→ **Exercise goal**: Please output exactly the part of the records below that opens with the line containing "Target: gray hair" and closes with the line containing "Target: arched window", both lines included, and nothing else.

(Beginning of Provided entries)

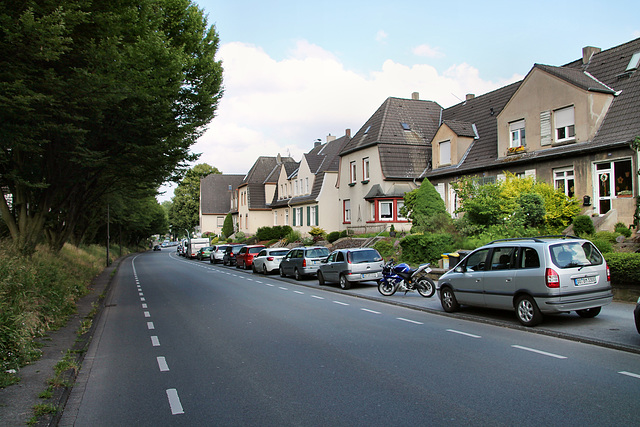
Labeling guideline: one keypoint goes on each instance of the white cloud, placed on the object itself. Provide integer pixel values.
(427, 51)
(272, 107)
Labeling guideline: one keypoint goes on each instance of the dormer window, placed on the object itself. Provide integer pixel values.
(564, 121)
(517, 138)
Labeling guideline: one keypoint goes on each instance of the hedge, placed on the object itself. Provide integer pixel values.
(625, 268)
(420, 248)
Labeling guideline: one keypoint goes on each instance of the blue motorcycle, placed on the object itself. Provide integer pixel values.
(404, 278)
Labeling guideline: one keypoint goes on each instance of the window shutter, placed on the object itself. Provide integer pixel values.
(545, 128)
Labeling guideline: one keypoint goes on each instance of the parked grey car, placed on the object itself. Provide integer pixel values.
(346, 266)
(268, 260)
(303, 261)
(532, 276)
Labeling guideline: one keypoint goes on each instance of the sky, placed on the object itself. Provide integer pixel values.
(297, 71)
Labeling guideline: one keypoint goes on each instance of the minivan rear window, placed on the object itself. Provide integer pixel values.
(575, 254)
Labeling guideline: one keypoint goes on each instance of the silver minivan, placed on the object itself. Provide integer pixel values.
(303, 261)
(350, 265)
(532, 276)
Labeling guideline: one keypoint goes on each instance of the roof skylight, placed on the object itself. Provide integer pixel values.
(634, 63)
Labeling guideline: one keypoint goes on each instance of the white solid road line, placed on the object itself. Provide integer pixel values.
(466, 334)
(544, 353)
(174, 402)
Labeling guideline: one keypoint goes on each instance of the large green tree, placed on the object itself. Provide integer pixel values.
(185, 209)
(98, 98)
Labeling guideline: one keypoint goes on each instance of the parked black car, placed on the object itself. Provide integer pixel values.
(230, 253)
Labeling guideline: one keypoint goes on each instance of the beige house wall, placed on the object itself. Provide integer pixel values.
(361, 209)
(541, 92)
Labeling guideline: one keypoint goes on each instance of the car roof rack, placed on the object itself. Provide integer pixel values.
(537, 239)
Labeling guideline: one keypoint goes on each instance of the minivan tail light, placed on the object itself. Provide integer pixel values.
(552, 279)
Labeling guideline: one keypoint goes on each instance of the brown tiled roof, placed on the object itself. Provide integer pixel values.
(214, 192)
(403, 128)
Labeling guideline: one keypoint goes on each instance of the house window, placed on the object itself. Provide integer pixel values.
(564, 121)
(564, 181)
(347, 211)
(365, 169)
(516, 131)
(399, 205)
(445, 153)
(385, 207)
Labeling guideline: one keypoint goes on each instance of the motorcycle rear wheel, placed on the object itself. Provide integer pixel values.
(426, 287)
(385, 288)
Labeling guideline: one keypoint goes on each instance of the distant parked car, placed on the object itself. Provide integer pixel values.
(532, 276)
(268, 260)
(303, 261)
(636, 315)
(244, 259)
(230, 253)
(204, 253)
(217, 254)
(346, 266)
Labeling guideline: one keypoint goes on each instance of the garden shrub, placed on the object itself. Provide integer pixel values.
(333, 236)
(624, 268)
(582, 225)
(421, 248)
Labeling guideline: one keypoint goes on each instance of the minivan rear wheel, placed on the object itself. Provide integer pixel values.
(448, 300)
(527, 311)
(589, 312)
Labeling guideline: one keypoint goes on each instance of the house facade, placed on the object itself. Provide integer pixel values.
(384, 160)
(569, 126)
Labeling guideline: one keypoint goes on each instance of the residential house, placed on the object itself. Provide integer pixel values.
(256, 191)
(218, 197)
(383, 160)
(570, 126)
(308, 190)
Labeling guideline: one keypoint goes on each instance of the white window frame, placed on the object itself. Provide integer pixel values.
(445, 153)
(352, 172)
(565, 175)
(517, 134)
(365, 169)
(564, 121)
(390, 210)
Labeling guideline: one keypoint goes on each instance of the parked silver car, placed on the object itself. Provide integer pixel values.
(303, 261)
(531, 276)
(268, 260)
(350, 265)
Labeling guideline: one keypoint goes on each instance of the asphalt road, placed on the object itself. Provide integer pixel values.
(188, 343)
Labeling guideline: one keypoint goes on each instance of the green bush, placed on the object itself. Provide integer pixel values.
(624, 268)
(582, 225)
(420, 248)
(333, 236)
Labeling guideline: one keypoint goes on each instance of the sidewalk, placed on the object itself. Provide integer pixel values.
(17, 401)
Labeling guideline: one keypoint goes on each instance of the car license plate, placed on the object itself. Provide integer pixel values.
(586, 280)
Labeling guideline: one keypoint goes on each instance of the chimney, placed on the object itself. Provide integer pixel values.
(588, 52)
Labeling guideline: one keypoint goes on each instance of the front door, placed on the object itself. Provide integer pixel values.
(604, 187)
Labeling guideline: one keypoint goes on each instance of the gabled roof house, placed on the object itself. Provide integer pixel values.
(383, 161)
(569, 125)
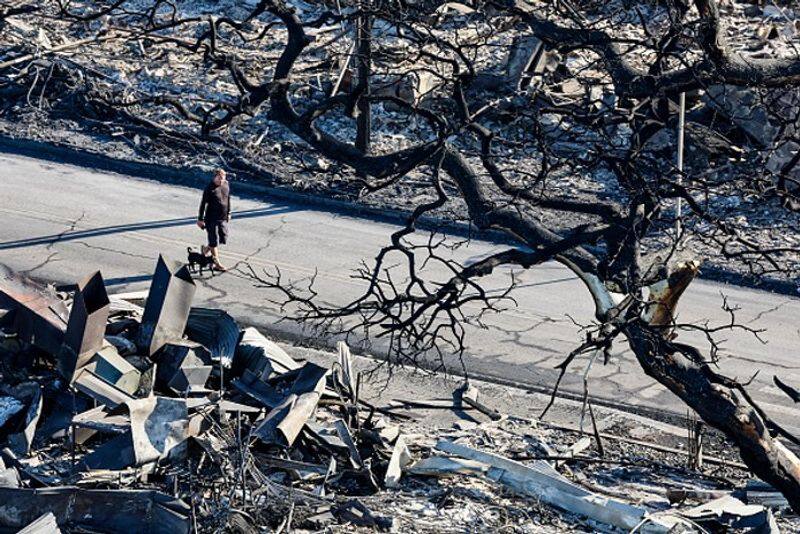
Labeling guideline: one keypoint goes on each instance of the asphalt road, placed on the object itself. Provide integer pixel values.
(60, 223)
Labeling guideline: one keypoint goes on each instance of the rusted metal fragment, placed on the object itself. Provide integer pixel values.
(97, 510)
(86, 326)
(215, 330)
(39, 317)
(167, 307)
(159, 428)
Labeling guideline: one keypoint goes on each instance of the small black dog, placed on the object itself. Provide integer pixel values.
(197, 261)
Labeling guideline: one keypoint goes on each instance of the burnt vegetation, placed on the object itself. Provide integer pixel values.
(553, 123)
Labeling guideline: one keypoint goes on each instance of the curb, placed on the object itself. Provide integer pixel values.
(248, 183)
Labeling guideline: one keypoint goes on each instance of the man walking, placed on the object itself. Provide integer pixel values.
(215, 213)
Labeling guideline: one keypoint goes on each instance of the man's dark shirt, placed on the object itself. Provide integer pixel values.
(216, 203)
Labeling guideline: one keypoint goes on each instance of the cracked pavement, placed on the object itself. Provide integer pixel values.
(61, 222)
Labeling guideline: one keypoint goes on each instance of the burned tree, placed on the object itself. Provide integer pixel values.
(566, 147)
(621, 102)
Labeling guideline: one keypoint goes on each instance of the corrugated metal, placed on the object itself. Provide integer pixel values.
(215, 330)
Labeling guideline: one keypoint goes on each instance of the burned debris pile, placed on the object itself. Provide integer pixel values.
(171, 418)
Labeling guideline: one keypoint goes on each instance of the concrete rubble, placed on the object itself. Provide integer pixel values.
(209, 427)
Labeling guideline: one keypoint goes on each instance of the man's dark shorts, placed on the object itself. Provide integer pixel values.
(217, 233)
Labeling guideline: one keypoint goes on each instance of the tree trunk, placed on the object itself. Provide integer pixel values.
(720, 403)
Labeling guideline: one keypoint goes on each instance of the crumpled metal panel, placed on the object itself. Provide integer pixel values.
(114, 369)
(183, 366)
(158, 426)
(39, 317)
(215, 330)
(261, 356)
(142, 511)
(86, 326)
(167, 307)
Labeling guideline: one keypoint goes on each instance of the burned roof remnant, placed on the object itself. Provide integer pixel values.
(261, 356)
(167, 307)
(86, 326)
(183, 366)
(169, 442)
(38, 316)
(159, 425)
(99, 510)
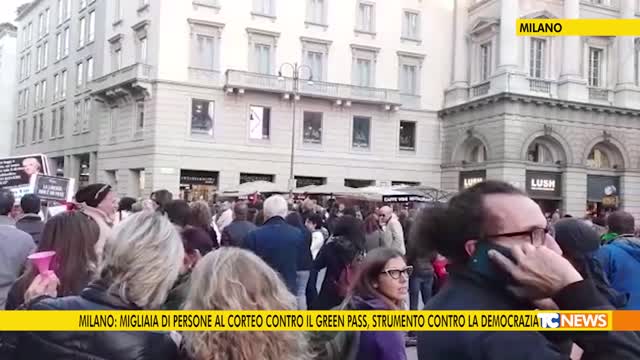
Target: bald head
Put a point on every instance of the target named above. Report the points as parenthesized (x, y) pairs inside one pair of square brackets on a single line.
[(240, 211)]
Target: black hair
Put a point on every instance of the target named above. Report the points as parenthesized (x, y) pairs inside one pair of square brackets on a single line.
[(621, 222), (30, 204), (178, 212), (7, 200), (446, 229)]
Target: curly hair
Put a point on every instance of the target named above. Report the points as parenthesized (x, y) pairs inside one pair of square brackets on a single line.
[(236, 279)]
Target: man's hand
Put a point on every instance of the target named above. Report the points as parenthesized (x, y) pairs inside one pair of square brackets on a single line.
[(539, 271)]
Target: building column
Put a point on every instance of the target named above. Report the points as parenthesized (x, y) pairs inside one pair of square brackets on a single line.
[(458, 92), (574, 191), (572, 86), (630, 193), (627, 93)]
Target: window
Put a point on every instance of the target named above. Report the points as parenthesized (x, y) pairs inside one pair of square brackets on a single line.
[(365, 17), (41, 127), (83, 32), (79, 74), (263, 58), (409, 79), (315, 60), (63, 84), (485, 61), (537, 58), (92, 26), (66, 42), (204, 52), (312, 127), (77, 120), (41, 24), (264, 7), (317, 11), (142, 50), (407, 135), (363, 73), (87, 115), (59, 48), (34, 129), (411, 25), (202, 115), (139, 125), (89, 69), (54, 124), (595, 67), (259, 122), (61, 122), (117, 16), (361, 136)]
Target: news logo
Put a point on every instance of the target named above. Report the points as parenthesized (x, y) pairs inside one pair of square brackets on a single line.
[(574, 321)]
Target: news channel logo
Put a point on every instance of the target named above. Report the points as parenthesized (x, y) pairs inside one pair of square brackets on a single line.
[(573, 320)]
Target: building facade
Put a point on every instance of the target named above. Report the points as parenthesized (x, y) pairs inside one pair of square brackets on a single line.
[(187, 94), (58, 43), (556, 116), (8, 33)]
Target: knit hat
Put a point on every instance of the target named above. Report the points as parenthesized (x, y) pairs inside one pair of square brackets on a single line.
[(92, 195)]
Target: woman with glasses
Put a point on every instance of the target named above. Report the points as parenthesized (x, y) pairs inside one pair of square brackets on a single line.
[(382, 284)]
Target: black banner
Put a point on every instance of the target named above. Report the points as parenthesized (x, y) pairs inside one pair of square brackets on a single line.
[(53, 188), (544, 185)]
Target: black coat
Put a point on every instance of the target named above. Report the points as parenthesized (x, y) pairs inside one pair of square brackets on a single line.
[(468, 291), (93, 345)]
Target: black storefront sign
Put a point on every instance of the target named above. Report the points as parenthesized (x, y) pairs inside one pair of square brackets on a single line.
[(544, 185), (53, 188), (600, 186), (470, 178), (195, 177)]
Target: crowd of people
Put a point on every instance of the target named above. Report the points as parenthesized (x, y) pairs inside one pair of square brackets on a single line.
[(166, 253)]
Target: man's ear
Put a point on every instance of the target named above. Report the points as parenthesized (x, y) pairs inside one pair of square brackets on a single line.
[(470, 247)]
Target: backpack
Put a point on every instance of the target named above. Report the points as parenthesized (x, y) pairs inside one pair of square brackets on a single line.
[(335, 345)]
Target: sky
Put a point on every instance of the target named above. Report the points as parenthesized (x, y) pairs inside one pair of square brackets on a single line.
[(8, 9)]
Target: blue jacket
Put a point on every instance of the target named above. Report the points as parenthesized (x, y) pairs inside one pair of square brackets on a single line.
[(620, 261), (279, 245)]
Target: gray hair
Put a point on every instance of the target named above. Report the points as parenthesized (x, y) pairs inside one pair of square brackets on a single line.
[(274, 206), (142, 259)]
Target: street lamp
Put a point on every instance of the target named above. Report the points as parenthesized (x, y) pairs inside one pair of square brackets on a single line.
[(297, 73)]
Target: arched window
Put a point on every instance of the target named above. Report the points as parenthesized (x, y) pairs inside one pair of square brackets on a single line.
[(540, 153)]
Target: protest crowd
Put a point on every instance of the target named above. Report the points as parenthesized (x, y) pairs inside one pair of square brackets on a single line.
[(489, 248)]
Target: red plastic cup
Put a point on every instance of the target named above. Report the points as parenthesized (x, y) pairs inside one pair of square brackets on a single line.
[(42, 260)]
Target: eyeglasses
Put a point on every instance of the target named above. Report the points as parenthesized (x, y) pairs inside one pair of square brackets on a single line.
[(396, 273), (537, 236)]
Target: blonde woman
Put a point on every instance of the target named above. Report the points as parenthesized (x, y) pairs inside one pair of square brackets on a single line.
[(236, 279)]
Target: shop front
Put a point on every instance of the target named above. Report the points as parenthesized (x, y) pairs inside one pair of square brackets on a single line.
[(470, 178), (198, 185), (545, 188), (602, 193)]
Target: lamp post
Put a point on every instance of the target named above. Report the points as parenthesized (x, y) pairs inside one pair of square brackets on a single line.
[(297, 72)]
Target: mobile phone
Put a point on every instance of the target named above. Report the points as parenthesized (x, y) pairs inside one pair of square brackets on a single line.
[(480, 262)]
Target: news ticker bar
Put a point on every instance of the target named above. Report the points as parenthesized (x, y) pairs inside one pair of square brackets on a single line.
[(578, 27), (68, 320)]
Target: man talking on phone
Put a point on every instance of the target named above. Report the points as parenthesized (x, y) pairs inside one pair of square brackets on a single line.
[(503, 257)]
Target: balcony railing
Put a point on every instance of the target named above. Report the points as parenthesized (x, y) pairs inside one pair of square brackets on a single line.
[(539, 85), (599, 94), (480, 89), (121, 77), (319, 89)]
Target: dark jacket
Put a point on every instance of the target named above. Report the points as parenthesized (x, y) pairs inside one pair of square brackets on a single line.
[(279, 245), (468, 291), (119, 345), (235, 233), (620, 261), (32, 224), (378, 345)]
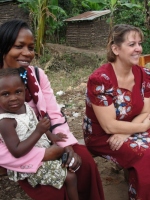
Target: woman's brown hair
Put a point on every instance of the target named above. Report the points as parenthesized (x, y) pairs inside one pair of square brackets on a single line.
[(117, 36)]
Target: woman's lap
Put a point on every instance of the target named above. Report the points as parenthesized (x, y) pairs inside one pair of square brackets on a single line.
[(89, 183), (133, 155)]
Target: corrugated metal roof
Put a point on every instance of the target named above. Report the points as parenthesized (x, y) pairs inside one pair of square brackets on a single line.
[(3, 1), (90, 15)]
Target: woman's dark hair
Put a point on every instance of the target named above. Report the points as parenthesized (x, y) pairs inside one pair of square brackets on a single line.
[(117, 36), (8, 35)]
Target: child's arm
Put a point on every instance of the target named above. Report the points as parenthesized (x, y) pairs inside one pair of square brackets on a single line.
[(15, 146), (56, 137)]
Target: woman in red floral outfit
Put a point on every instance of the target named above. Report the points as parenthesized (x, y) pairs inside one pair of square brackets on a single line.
[(117, 121)]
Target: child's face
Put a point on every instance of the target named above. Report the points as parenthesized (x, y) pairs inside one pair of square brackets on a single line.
[(12, 94)]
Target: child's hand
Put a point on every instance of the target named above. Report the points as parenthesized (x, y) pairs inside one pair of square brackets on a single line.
[(59, 137), (53, 152), (43, 125)]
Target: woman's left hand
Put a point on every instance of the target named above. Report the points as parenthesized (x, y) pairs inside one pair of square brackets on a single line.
[(74, 161), (116, 141)]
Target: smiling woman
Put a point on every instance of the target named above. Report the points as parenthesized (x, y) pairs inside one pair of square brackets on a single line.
[(16, 50), (117, 121)]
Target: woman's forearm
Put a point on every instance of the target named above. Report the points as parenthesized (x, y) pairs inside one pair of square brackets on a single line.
[(140, 118)]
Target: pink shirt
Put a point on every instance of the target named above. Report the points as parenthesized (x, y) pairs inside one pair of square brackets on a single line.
[(33, 160), (53, 110)]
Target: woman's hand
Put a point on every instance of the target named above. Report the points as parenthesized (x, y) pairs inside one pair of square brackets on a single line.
[(74, 161), (43, 125), (53, 152), (59, 137), (147, 121), (116, 141)]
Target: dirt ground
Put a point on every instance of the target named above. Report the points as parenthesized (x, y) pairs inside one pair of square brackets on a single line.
[(73, 105)]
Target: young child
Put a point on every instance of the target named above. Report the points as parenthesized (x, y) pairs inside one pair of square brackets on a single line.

(End of Provided entries)

→ **Answer for this exercise**:
Target: gray hair
Put a point on every instance of the target named above. Report the points as parenthesized (x, y) pairs inside one pair of square brackets on a single line.
[(274, 206), (142, 259)]
Target: street lamp
Put a point on every instance of the target named above. Report the points as parenthesized (x, y) pairs inside one pair of square brackets on a single line.
[(297, 73)]
Target: arched window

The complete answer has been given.